____ Text provided
The Most Commonly Used Knot

 

I bet you too guessed the Bowline Knot! In the earliest documentation regarding the Bowline knot; it was discovered in Egypt on Khufu’s ship, which was discovered inside a sealed pit in the Giza Pyramid! The Bowline is often referred to as the “King of Knots” and for good reason. In the world of tree climbing, tree removal, tree rigging – the Tree Care Industry, this knot is always being applied in one way or another. In tree climbing applications, the Bowline knot is sometimes used in lieu of a splice but is not recommended to do so, as it is not a cinching knot and can move around freely in the carabiner. The point is, whenever the Bowline is used in life support configurations, it MUST be finished with a Yosemite Tie-Off. But why you might ask!? The Bowline, when unloaded frequently, tends to come loose which creates a safety hazard. For those climbing on a Stationary Rope System, the Bowline with a Yosemite proves to be a quick way to canopy but without retrievable capabilities.

In tree removal and tree rigging applications, this magnificent knot reigns supreme for it is easy to untie, even when loaded heavily! In these applications, rather than tying a Standard Bowline, a Running Bowline is preferred. In a Running Bowline, the rope is passed around the log or the tree limb and then a Bowline is tied onto its own standing leg, resulting in the creation of an adjustable loop. It is said that a proper Bowline finishes with the working end of the rope to the inside of the loop so a Yosemite Tie-Off can be tied when needed, and it is said that a Cowboy Bowline cannot be finished with a Yosemite… but it can, just looks goofy. Having come up in residential and without formal training, I was taught to only do the Cowboy Bowline but later instructed that it was wrong and when asked why, I was only told that it was an inferior version of the Bowline. Through my research, I was unable to obtain a clear answer whether one proved to be weaker than the other.
________
____ Provided records
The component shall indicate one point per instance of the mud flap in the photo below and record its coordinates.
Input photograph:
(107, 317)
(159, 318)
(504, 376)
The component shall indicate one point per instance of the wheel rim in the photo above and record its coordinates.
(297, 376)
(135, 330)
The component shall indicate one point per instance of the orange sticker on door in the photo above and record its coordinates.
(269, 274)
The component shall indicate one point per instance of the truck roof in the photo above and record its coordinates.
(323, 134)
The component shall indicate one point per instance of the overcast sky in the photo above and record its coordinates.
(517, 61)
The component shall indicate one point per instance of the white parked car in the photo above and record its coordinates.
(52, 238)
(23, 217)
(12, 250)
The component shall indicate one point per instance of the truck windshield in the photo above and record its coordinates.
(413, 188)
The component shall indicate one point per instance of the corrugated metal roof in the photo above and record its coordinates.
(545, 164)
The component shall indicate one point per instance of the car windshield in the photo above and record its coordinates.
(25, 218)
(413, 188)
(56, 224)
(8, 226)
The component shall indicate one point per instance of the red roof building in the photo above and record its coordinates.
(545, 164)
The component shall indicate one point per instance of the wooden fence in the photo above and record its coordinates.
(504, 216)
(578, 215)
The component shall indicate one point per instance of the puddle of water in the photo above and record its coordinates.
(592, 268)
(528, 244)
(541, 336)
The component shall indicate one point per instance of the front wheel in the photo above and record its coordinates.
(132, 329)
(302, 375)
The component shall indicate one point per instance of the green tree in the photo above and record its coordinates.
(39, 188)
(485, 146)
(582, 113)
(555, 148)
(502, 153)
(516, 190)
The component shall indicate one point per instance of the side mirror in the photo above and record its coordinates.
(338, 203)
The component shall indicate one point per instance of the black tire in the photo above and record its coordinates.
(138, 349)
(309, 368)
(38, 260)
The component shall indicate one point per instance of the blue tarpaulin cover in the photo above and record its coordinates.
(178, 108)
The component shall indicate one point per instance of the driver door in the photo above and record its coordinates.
________
- **Given task**: According to the text on the Bowline knot, what must a Bowline be finished with whenever it is used in life support configurations?

- **Answer for the task**: A Yosemite Tie-Off.